_Document text_

[Start of section]

Before you even consider choosing a financial planner to help you on your journey, you need to determine what you want to accomplish in terms of long and short-term goals.
Goals, though most may not seem financially oriented at first, many of them are likely related to finances: retiring, purchasing a home, helping your children attend college or just helping them, starting your own business. A good financial planner can help you to reach those goals by setting up a financial plan.
It has been my experience that defining life goals can be emotional, it may seem mundane, but it can be life changing. We all deal with personal challenges that are part of everyone’s journey but once we start documenting specific goals, we start a process where we become the person we want to be.
So, take an evening or weekend to write down your specific money-related goals, whether it be buying a bigger house, paying off debt, or setting up a college savings plan for your child. It also may be helpful to list where you want to be in 5 years, 10 years, even 50 years.
Once you have done this, this will give the financial planner a more well-rounded view of where you’d like to be financially. Then they can help you get there.
Find a Financial Planner that understands the challenges of an expat.
When you move abroad or invest internationally, one of the questions that you will often ask yourself is “how do I ensure I’m managing my global finances in the most tax efficient manner possible”.

[End of section]

_Directions_
A. In the financial planning text, how much time should you set aside to write down your money-related goals?
B. Write out the financial planning text word for word, starting at "It has been" and ending at "you get there.".

_Information given_
[Start of section]

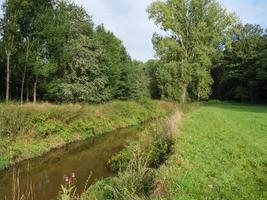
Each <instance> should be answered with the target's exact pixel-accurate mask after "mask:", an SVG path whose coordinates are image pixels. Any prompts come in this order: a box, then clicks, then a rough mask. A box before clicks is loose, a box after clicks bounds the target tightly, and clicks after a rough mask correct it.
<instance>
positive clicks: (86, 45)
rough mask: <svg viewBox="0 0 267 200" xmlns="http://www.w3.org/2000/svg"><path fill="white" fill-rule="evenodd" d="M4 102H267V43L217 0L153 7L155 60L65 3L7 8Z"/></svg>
mask: <svg viewBox="0 0 267 200" xmlns="http://www.w3.org/2000/svg"><path fill="white" fill-rule="evenodd" d="M2 11H3V17H2V18H1V20H0V26H1V29H0V35H1V36H0V52H1V53H0V97H2V99H5V100H6V102H8V101H10V100H15V101H20V102H21V103H23V102H25V101H27V102H28V101H33V102H36V101H37V100H39V101H51V102H90V103H102V102H106V101H109V100H112V99H132V98H141V97H152V98H157V99H161V98H163V99H172V100H176V101H179V102H181V103H185V102H187V101H196V100H206V99H209V98H216V99H222V100H238V101H252V102H256V101H262V102H264V101H265V102H266V100H267V36H266V32H264V30H263V29H262V28H261V27H260V26H258V25H251V24H242V23H241V22H240V20H239V19H238V17H237V16H236V15H235V14H233V13H229V12H228V11H227V10H226V9H225V8H224V7H223V6H222V5H221V4H219V3H218V1H216V0H208V1H207V0H167V1H155V2H153V3H152V4H151V5H150V6H149V8H148V9H147V12H148V14H149V18H150V19H151V20H153V21H154V22H155V24H157V25H158V26H159V27H160V28H161V29H162V30H163V31H165V34H164V35H159V34H157V33H155V34H154V35H153V38H152V42H153V45H154V49H155V52H156V59H153V60H149V61H147V62H146V63H142V62H139V61H134V60H132V59H131V57H130V56H129V54H128V53H127V50H126V48H125V47H124V46H123V44H122V42H121V41H120V39H118V38H117V37H116V36H115V35H114V34H113V33H112V32H110V31H108V30H106V29H105V27H104V26H103V25H99V26H96V25H94V23H93V21H92V18H91V16H90V15H88V14H87V13H86V11H85V9H84V8H82V7H80V6H77V5H75V4H74V3H72V2H70V1H67V0H6V1H5V2H4V5H3V7H2Z"/></svg>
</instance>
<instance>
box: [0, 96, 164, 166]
mask: <svg viewBox="0 0 267 200" xmlns="http://www.w3.org/2000/svg"><path fill="white" fill-rule="evenodd" d="M167 112H168V111H166V109H164V108H163V106H161V105H160V103H159V102H157V101H151V100H144V101H142V102H135V101H114V102H110V103H107V104H104V105H87V104H84V105H79V104H68V105H52V104H48V103H44V104H37V105H34V104H25V105H23V106H20V105H16V104H8V105H6V104H0V124H1V126H0V144H1V145H0V169H3V168H4V167H6V166H8V165H11V164H13V163H15V162H19V161H21V160H24V159H29V158H33V157H36V156H40V155H42V154H43V153H46V152H48V151H50V150H51V149H55V148H60V147H62V146H64V145H65V144H67V143H71V142H75V141H78V140H83V139H87V138H90V137H97V136H100V135H102V134H104V133H107V132H110V131H113V130H115V129H119V128H125V127H128V126H133V125H138V124H140V123H142V122H144V121H146V120H148V119H154V118H158V117H160V116H164V115H166V114H167Z"/></svg>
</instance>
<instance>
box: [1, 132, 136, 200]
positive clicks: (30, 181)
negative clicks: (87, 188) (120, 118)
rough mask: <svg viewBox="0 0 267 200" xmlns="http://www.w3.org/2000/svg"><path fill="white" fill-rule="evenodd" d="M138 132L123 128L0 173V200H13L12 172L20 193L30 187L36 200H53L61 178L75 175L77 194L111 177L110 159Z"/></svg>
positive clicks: (58, 190) (50, 154)
mask: <svg viewBox="0 0 267 200" xmlns="http://www.w3.org/2000/svg"><path fill="white" fill-rule="evenodd" d="M138 131H140V130H139V128H137V127H133V128H126V129H121V130H118V131H114V132H113V133H109V134H106V135H105V136H102V137H100V138H98V139H94V140H88V141H83V142H80V143H77V144H72V145H70V146H69V147H65V148H63V149H60V150H57V151H53V152H51V153H49V154H47V155H45V156H43V157H41V158H37V159H33V160H30V161H25V162H22V163H20V164H18V165H17V166H15V167H13V168H10V169H8V170H5V171H2V172H0V200H5V199H6V200H11V199H12V182H13V171H14V170H15V171H16V170H17V169H19V170H20V179H19V181H20V187H19V188H20V193H23V192H25V190H28V189H27V188H29V186H28V185H29V184H28V183H29V182H31V183H32V184H31V185H32V187H33V193H34V196H35V199H38V200H55V199H56V197H57V195H58V192H59V191H60V188H61V185H62V184H63V183H64V180H63V177H64V175H67V176H70V174H72V173H75V176H76V180H77V184H76V186H77V188H78V192H81V191H83V189H84V187H85V184H86V182H87V180H88V177H89V176H90V175H91V178H90V179H89V182H88V186H89V185H90V184H92V183H94V182H95V181H96V180H98V179H100V178H104V177H108V176H111V175H113V174H112V173H111V172H110V170H109V169H108V167H107V162H108V160H109V159H110V158H111V156H112V155H114V154H115V153H117V152H119V151H120V150H122V149H123V148H124V147H125V145H126V144H127V143H128V142H129V141H132V140H134V139H135V138H136V137H137V132H138Z"/></svg>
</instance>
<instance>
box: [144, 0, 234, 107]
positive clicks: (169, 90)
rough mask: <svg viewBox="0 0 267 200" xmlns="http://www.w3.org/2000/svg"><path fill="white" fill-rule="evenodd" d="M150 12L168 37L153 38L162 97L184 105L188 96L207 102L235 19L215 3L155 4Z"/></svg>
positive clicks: (193, 98) (148, 8)
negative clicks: (215, 67) (218, 51)
mask: <svg viewBox="0 0 267 200" xmlns="http://www.w3.org/2000/svg"><path fill="white" fill-rule="evenodd" d="M147 12H148V13H149V17H150V18H151V19H153V20H154V21H155V23H156V24H157V25H159V26H160V28H161V29H163V30H164V31H166V32H168V36H164V37H163V36H159V35H158V34H154V36H153V44H154V48H155V50H156V53H157V56H158V57H159V58H160V66H159V68H158V78H157V79H158V80H157V82H158V84H159V88H160V90H161V95H162V97H164V98H171V99H173V100H177V101H180V102H182V103H184V102H185V101H186V99H187V98H188V95H190V96H189V97H191V98H192V99H198V100H199V99H207V98H208V96H209V94H210V93H211V89H210V86H211V84H212V79H211V75H210V70H211V67H212V60H213V59H214V58H215V57H216V56H217V54H218V50H219V48H218V47H219V45H220V43H222V42H223V41H225V40H226V39H227V34H226V33H227V31H228V30H229V28H231V26H232V24H233V23H234V22H235V17H234V16H233V15H232V14H228V13H227V11H226V10H225V9H224V8H223V7H222V6H221V5H220V4H219V3H218V2H217V1H215V0H212V1H205V0H200V1H193V0H190V1H181V0H167V1H156V2H154V3H152V4H151V5H150V7H149V8H148V10H147ZM204 13H205V14H204Z"/></svg>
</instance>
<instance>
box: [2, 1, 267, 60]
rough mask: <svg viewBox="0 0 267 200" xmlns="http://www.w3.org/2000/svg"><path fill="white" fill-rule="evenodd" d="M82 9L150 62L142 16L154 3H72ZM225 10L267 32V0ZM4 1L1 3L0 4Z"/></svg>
mask: <svg viewBox="0 0 267 200" xmlns="http://www.w3.org/2000/svg"><path fill="white" fill-rule="evenodd" d="M73 1H74V2H75V3H77V4H79V5H82V6H83V7H84V8H86V10H87V11H88V13H89V14H90V15H92V16H93V21H94V22H95V23H96V24H102V23H103V24H104V25H105V27H106V28H107V29H109V30H111V31H112V32H114V33H115V34H116V35H117V37H119V38H120V39H121V40H122V41H123V43H124V45H125V46H126V48H127V50H128V52H129V53H130V55H131V56H132V58H134V59H138V60H142V61H146V60H148V59H150V58H153V55H154V51H153V46H152V43H151V38H152V35H153V33H154V32H158V31H159V29H158V28H157V27H156V26H155V25H154V24H153V22H152V21H149V20H148V15H147V13H146V12H145V10H146V8H147V7H148V6H149V4H150V3H151V2H153V0H73ZM219 1H220V2H221V3H222V4H223V5H225V6H226V8H227V9H228V10H230V11H232V12H236V13H237V15H238V16H240V18H241V20H242V21H243V22H244V23H253V24H260V25H261V26H262V27H264V28H267V0H219ZM2 3H3V0H0V4H2ZM0 14H1V12H0Z"/></svg>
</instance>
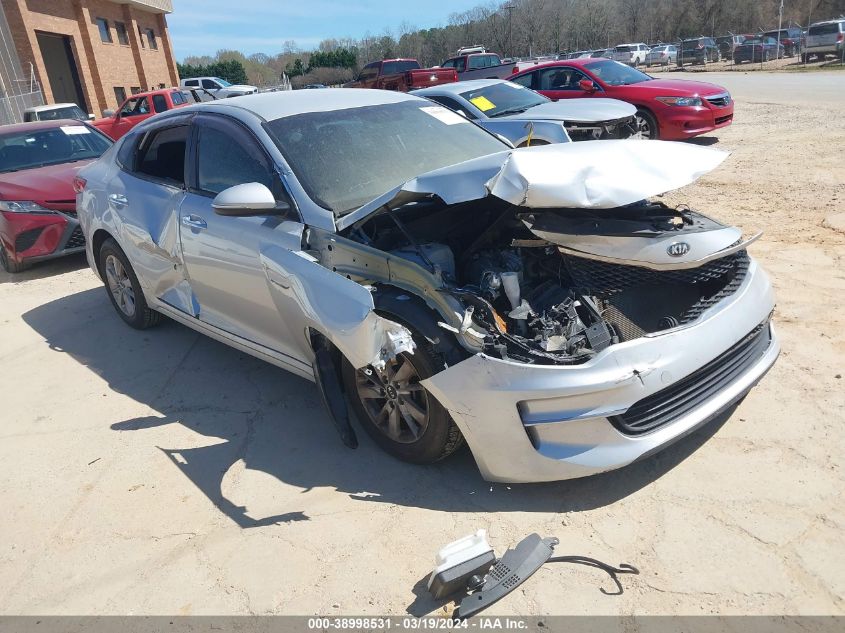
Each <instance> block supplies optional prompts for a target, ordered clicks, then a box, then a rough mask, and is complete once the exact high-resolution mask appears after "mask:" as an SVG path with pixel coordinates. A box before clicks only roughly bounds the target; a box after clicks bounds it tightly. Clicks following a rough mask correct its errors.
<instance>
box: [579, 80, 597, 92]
mask: <svg viewBox="0 0 845 633" xmlns="http://www.w3.org/2000/svg"><path fill="white" fill-rule="evenodd" d="M578 87H579V88H580V89H581V90H583V91H584V92H595V91H596V84H594V83H593V82H592V81H590V80H589V79H582V80H581V81H579V82H578Z"/></svg>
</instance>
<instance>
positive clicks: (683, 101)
mask: <svg viewBox="0 0 845 633" xmlns="http://www.w3.org/2000/svg"><path fill="white" fill-rule="evenodd" d="M655 99H657V100H658V101H660V102H662V103H665V104H666V105H676V106H697V105H701V97H655Z"/></svg>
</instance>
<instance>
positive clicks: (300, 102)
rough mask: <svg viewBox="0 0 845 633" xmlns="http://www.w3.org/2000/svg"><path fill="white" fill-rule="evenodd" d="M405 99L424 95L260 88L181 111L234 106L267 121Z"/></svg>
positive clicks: (409, 100) (190, 105) (358, 90)
mask: <svg viewBox="0 0 845 633" xmlns="http://www.w3.org/2000/svg"><path fill="white" fill-rule="evenodd" d="M403 101H423V99H422V98H421V97H415V96H412V95H408V94H405V93H402V92H394V91H392V90H369V89H366V88H326V89H325V90H316V91H315V90H286V91H278V92H260V93H256V94H251V95H244V96H242V97H237V98H235V99H217V100H216V101H206V102H205V103H197V104H194V105H190V106H188V107H187V108H180V109H179V112H181V113H184V112H186V111H187V110H191V109H195V110H196V109H201V110H205V109H213V110H217V111H224V110H226V109H229V108H232V109H238V110H246V111H248V112H252V113H253V114H255V115H256V116H259V117H261V118H262V119H264V120H265V121H274V120H276V119H282V118H284V117H287V116H293V115H295V114H305V113H308V112H331V111H333V110H346V109H349V108H363V107H367V106H376V105H387V104H391V103H402V102H403ZM423 103H425V101H423Z"/></svg>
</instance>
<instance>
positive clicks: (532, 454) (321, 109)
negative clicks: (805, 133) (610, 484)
mask: <svg viewBox="0 0 845 633" xmlns="http://www.w3.org/2000/svg"><path fill="white" fill-rule="evenodd" d="M725 156H726V154H725V153H724V152H719V151H716V150H713V149H710V148H703V147H698V146H693V145H686V144H683V143H665V142H660V141H655V142H644V141H637V140H631V141H628V140H626V141H619V140H607V141H595V142H591V143H567V144H557V145H548V146H546V147H531V148H525V149H513V148H511V147H510V146H509V145H506V144H505V143H504V142H502V141H501V140H500V139H498V138H497V137H496V136H495V135H493V134H490V133H489V132H487V131H485V130H483V129H482V128H480V127H479V126H477V125H473V124H472V123H470V122H468V121H467V120H466V119H465V118H464V117H462V116H461V115H459V114H456V113H455V112H453V111H451V110H448V109H446V108H444V107H442V106H438V105H435V104H433V103H432V102H430V101H428V100H425V99H421V98H418V97H414V96H410V95H404V94H401V93H394V92H388V91H382V90H352V89H345V90H335V89H327V90H320V91H312V90H302V91H296V92H287V93H282V92H279V93H265V94H257V95H251V96H245V97H241V98H238V99H230V100H221V101H214V102H211V103H204V104H196V105H192V106H189V107H186V108H181V109H177V110H172V111H170V112H166V113H163V114H161V115H158V116H156V117H153V118H152V119H149V120H148V121H146V122H144V123H142V124H140V125H139V126H137V127H136V128H134V129H133V130H132V131H131V132H130V133H129V134H127V135H126V136H125V137H123V138H122V139H121V140H120V141H118V142H117V143H116V144H115V145H114V147H113V148H112V150H110V151H109V152H107V153H106V154H105V155H104V156H103V158H102V159H100V160H99V161H97V162H95V163H93V164H91V165H89V166H87V167H85V168H84V169H82V170H81V171H80V174H79V176H78V177H77V178H76V180H75V183H74V184H75V188H76V189H77V191H78V192H79V193H78V194H77V208H78V213H79V221H80V223H81V225H82V227H83V230H84V232H85V236H86V238H87V244H86V249H87V256H88V260H89V263H90V265H91V267H92V269H93V270H94V271H95V273H96V274H97V275H99V276H100V278H101V279H102V280H103V282H104V286H105V289H106V293H105V295H106V296H107V297H108V300H109V301H111V303H112V305H113V306H114V308H115V311H116V313H117V315H118V316H119V317H120V318H121V319H123V321H125V322H126V323H127V324H128V325H129V326H131V327H134V328H139V329H143V328H148V327H151V326H153V325H155V324H156V323H158V321H159V320H160V319H161V318H162V316H164V315H166V316H167V317H169V318H171V319H173V320H175V321H177V322H179V323H182V324H184V325H185V326H187V327H190V328H193V329H195V330H197V331H199V332H201V333H203V334H206V335H208V336H210V337H213V338H215V339H217V340H219V341H222V342H224V343H225V344H228V345H231V346H232V347H234V348H237V349H239V350H242V351H244V352H246V353H248V354H252V355H254V356H256V357H258V358H261V359H263V360H266V361H267V362H269V363H272V364H274V365H277V366H279V367H282V368H284V369H286V370H289V371H291V372H293V373H295V374H297V375H299V376H301V377H303V378H305V379H307V380H310V381H314V382H315V383H316V384H317V386H318V387H319V389H320V391H321V392H322V395H323V399H324V402H325V404H326V406H327V407H328V409H329V411H330V413H331V415H332V419H333V420H334V422H335V424H336V427H337V431H338V432H339V434H340V437H341V439H342V441H343V442H344V443H346V444H347V445H348V446H350V447H355V446H357V442H358V440H357V435H356V432H355V427H354V426H353V424H352V420H351V418H353V419H354V418H357V421H358V424H359V425H360V426H359V427H358V428H363V429H364V430H365V431H366V432H367V433H368V434H369V435H370V436H371V437H372V438H373V440H374V441H375V442H376V443H377V444H378V445H380V446H381V447H382V448H384V449H385V450H386V451H387V452H389V453H391V454H393V455H395V456H396V457H399V458H401V459H404V460H408V461H411V462H416V463H430V462H434V461H436V460H439V459H441V458H444V457H446V456H448V455H449V454H451V453H453V452H454V451H455V450H456V449H457V448H458V447H460V446H461V444H463V443H464V442H466V443H467V444H468V445H469V448H470V449H471V451H472V454H473V455H474V457H475V460H476V462H477V464H478V466H479V468H480V470H481V472H482V474H483V475H484V476H485V477H486V478H488V479H490V480H495V481H511V482H527V481H544V480H555V479H566V478H572V477H580V476H585V475H590V474H593V473H599V472H602V471H606V470H610V469H613V468H617V467H620V466H624V465H626V464H629V463H631V462H633V461H635V460H637V459H639V458H641V457H643V456H646V455H649V454H651V453H653V452H655V451H658V450H660V449H662V448H663V447H665V446H667V445H668V444H670V443H672V442H674V441H675V440H677V439H679V438H681V437H683V436H684V435H686V434H688V433H690V432H691V431H692V430H694V429H696V428H697V427H699V426H701V425H702V424H705V423H707V422H708V421H710V420H712V419H714V418H715V417H717V416H718V415H720V414H721V413H722V412H723V411H725V410H726V409H729V408H730V407H731V406H732V405H733V404H734V403H736V402H737V401H738V400H740V399H741V398H742V397H743V396H744V395H745V394H746V393H747V392H748V391H749V390H750V389H751V388H752V387H753V385H754V384H755V383H756V382H757V381H758V380H759V379H760V378H761V377H762V376H763V375H764V374H765V373H766V371H767V370H768V369H769V367H771V365H772V364H773V363H774V362H775V358H776V357H777V354H778V350H779V346H778V342H777V338H776V336H775V333H774V330H773V328H772V325H771V322H770V314H771V311H772V308H773V305H774V299H773V296H772V289H771V285H770V283H769V280H768V278H767V276H766V275H765V273H764V272H763V271H762V270H761V268H760V267H759V266H758V265H757V264H756V262H755V261H754V260H753V259H751V258H750V257H749V255H748V253H747V247H748V245H749V244H750V243H751V241H753V240H754V239H756V237H757V236H753V237H751V238H749V239H743V238H742V234H741V231H740V230H739V229H737V228H734V227H730V226H726V225H724V224H721V223H719V222H716V221H714V220H711V219H709V218H707V217H706V216H704V215H701V214H699V213H697V212H693V211H691V210H689V207H687V206H686V205H684V206H682V207H679V208H678V209H674V208H670V207H667V206H666V205H664V204H663V203H661V202H657V201H651V198H652V197H653V196H656V195H658V194H661V193H663V192H665V191H667V190H670V189H674V188H678V187H682V186H684V185H686V184H688V183H690V182H692V181H694V180H695V179H696V178H697V177H699V176H700V175H701V174H704V173H706V172H707V171H709V170H712V169H715V168H716V167H717V166H718V165H719V164H720V163H721V162H722V161H723V160H724V158H725ZM220 371H221V372H226V371H229V369H227V368H225V367H221V368H220ZM348 405H351V409H352V412H354V416H350V412H349V411H348V410H347V406H348Z"/></svg>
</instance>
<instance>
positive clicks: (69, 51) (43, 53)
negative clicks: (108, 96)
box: [35, 33, 91, 112]
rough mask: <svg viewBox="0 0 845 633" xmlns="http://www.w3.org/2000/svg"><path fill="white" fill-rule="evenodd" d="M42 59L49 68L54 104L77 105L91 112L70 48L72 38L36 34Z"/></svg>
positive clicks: (47, 67)
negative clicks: (87, 106) (85, 98)
mask: <svg viewBox="0 0 845 633" xmlns="http://www.w3.org/2000/svg"><path fill="white" fill-rule="evenodd" d="M35 35H36V37H37V38H38V47H39V48H40V49H41V57H43V58H44V66H45V67H46V68H47V79H48V81H49V82H50V89H51V90H52V91H53V103H75V104H77V105H78V106H79V107H80V108H82V109H83V110H87V111H88V112H90V111H91V110H90V109H88V108H87V104H86V103H85V95H84V94H83V92H82V85H81V84H80V82H79V70H78V67H77V65H76V60H75V59H74V57H73V49H72V48H71V46H70V37H68V36H67V35H54V34H52V33H36V34H35Z"/></svg>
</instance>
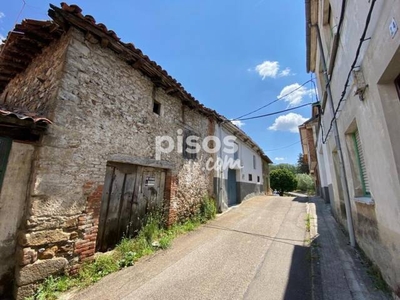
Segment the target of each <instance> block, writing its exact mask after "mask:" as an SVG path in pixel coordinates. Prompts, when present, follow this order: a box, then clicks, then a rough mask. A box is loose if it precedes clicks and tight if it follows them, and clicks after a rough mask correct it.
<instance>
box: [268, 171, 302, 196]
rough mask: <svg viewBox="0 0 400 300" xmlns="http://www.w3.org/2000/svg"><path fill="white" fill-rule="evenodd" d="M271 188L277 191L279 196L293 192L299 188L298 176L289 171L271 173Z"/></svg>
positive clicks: (283, 171) (271, 171) (277, 171)
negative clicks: (296, 176)
mask: <svg viewBox="0 0 400 300" xmlns="http://www.w3.org/2000/svg"><path fill="white" fill-rule="evenodd" d="M270 180H271V188H272V189H273V190H277V191H278V192H279V195H281V196H283V193H284V192H291V191H293V190H295V189H296V188H297V180H296V176H295V175H294V174H293V173H292V172H290V171H289V170H287V169H276V170H273V171H271V173H270Z"/></svg>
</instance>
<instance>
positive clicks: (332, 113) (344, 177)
mask: <svg viewBox="0 0 400 300" xmlns="http://www.w3.org/2000/svg"><path fill="white" fill-rule="evenodd" d="M309 26H310V27H315V28H316V30H317V39H318V46H319V49H320V51H321V59H322V67H323V73H324V77H325V81H326V82H327V84H326V91H327V94H328V98H329V103H330V107H331V110H332V116H334V115H335V109H334V102H333V97H332V91H331V85H330V79H329V76H328V71H327V65H326V60H325V54H324V48H323V46H322V40H321V33H320V30H319V26H318V24H314V25H312V24H310V23H309ZM338 44H339V43H337V45H338ZM336 50H337V49H336ZM333 64H334V62H332V65H333ZM333 133H334V135H335V142H336V149H337V152H338V154H339V165H340V181H341V183H342V187H343V188H344V204H345V207H346V218H347V227H348V229H349V237H350V245H351V246H352V247H355V246H356V241H355V236H354V227H353V215H352V213H351V203H350V193H349V187H348V185H347V176H346V169H345V167H344V163H343V162H344V160H343V152H342V146H341V142H340V138H339V130H338V125H337V120H336V117H335V118H334V121H333Z"/></svg>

[End of section]

_Answers by item number_
A. An evening or a weekend.

B.
It has been my experience that defining life goals can be emotional, it may seem mundane, but it can be life changing. We all deal with personal challenges that are part of everyone’s journey but once we start documenting specific goals, we start a process where we become the person we want to be.
So, take an evening or weekend to write down your specific money-related goals, whether it be buying a bigger house, paying off debt, or setting up a college savings plan for your child. It also may be helpful to list where you want to be in 5 years, 10 years, even 50 years.
Once you have done this, this will give the financial planner a more well-rounded view of where you’d like to be financially. Then they can help you get there.